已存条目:
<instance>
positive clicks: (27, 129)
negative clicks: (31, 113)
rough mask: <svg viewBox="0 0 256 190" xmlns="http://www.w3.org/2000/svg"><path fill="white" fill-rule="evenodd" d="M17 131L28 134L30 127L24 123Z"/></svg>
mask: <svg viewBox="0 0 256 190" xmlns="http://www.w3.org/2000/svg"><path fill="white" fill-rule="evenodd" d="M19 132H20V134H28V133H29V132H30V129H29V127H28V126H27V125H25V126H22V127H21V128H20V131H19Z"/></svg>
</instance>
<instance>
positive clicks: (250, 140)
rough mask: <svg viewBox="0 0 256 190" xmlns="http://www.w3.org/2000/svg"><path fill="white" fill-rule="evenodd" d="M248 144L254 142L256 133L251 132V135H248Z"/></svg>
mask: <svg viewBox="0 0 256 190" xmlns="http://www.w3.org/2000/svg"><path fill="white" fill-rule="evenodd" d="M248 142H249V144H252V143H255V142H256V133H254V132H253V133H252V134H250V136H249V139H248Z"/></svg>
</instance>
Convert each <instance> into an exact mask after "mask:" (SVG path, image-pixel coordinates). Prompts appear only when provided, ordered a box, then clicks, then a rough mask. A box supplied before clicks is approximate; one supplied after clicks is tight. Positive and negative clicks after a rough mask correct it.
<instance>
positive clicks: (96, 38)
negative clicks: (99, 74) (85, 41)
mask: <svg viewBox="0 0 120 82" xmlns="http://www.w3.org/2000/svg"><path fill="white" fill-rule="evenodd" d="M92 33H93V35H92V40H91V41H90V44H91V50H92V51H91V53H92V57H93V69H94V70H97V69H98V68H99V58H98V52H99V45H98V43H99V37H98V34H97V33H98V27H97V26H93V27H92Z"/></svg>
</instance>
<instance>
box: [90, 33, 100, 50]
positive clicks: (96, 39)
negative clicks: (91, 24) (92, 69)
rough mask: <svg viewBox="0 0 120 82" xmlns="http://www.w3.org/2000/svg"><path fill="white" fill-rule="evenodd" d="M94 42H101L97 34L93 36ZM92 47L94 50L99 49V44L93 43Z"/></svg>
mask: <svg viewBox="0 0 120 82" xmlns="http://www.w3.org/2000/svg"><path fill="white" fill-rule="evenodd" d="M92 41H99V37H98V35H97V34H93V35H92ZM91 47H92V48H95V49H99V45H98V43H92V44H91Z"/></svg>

* _工作项_
把以上全部条目逐行输出为 Markdown 表格，两列分别命名为“序号”和“内容”，空行略去不列。

* _练习解答_
| 序号 | 内容 |
|---|---|
| 1 | <instance> |
| 2 | positive clicks: (27, 129) |
| 3 | negative clicks: (31, 113) |
| 4 | rough mask: <svg viewBox="0 0 256 190" xmlns="http://www.w3.org/2000/svg"><path fill="white" fill-rule="evenodd" d="M17 131L28 134L30 127L24 123Z"/></svg> |
| 5 | mask: <svg viewBox="0 0 256 190" xmlns="http://www.w3.org/2000/svg"><path fill="white" fill-rule="evenodd" d="M19 132H20V134H28V133H29V132H30V129H29V127H28V126H27V125H25V126H22V127H21V128H20V131H19Z"/></svg> |
| 6 | </instance> |
| 7 | <instance> |
| 8 | positive clicks: (250, 140) |
| 9 | rough mask: <svg viewBox="0 0 256 190" xmlns="http://www.w3.org/2000/svg"><path fill="white" fill-rule="evenodd" d="M248 144L254 142L256 133L251 132V135H248Z"/></svg> |
| 10 | mask: <svg viewBox="0 0 256 190" xmlns="http://www.w3.org/2000/svg"><path fill="white" fill-rule="evenodd" d="M248 142H249V144H252V143H255V142H256V133H254V132H253V133H252V134H250V136H249V139H248Z"/></svg> |
| 11 | </instance> |
| 12 | Convert each <instance> into an exact mask after "mask:" (SVG path, image-pixel coordinates). Prompts appear only when provided, ordered a box, then clicks, then a rough mask. A box supplied before clicks is approximate; one supplied after clicks is tight. Positive and negative clicks after a rough mask correct it. |
| 13 | <instance> |
| 14 | positive clicks: (96, 38) |
| 15 | negative clicks: (99, 74) (85, 41) |
| 16 | mask: <svg viewBox="0 0 120 82" xmlns="http://www.w3.org/2000/svg"><path fill="white" fill-rule="evenodd" d="M92 33H93V35H92V40H91V41H90V44H91V50H92V51H91V53H92V57H93V69H94V70H97V69H98V68H99V58H98V52H99V45H98V43H99V37H98V34H97V33H98V27H97V26H93V27H92Z"/></svg> |
| 17 | </instance> |
| 18 | <instance> |
| 19 | box: [90, 33, 100, 50] |
| 20 | positive clicks: (96, 39) |
| 21 | negative clicks: (91, 24) (92, 69) |
| 22 | rough mask: <svg viewBox="0 0 120 82" xmlns="http://www.w3.org/2000/svg"><path fill="white" fill-rule="evenodd" d="M94 42H101L97 34L93 36ZM92 47L94 50L99 49V44L93 43Z"/></svg> |
| 23 | mask: <svg viewBox="0 0 120 82" xmlns="http://www.w3.org/2000/svg"><path fill="white" fill-rule="evenodd" d="M92 41H99V37H98V35H97V34H93V35H92ZM91 47H92V48H95V49H99V45H98V43H92V44H91Z"/></svg> |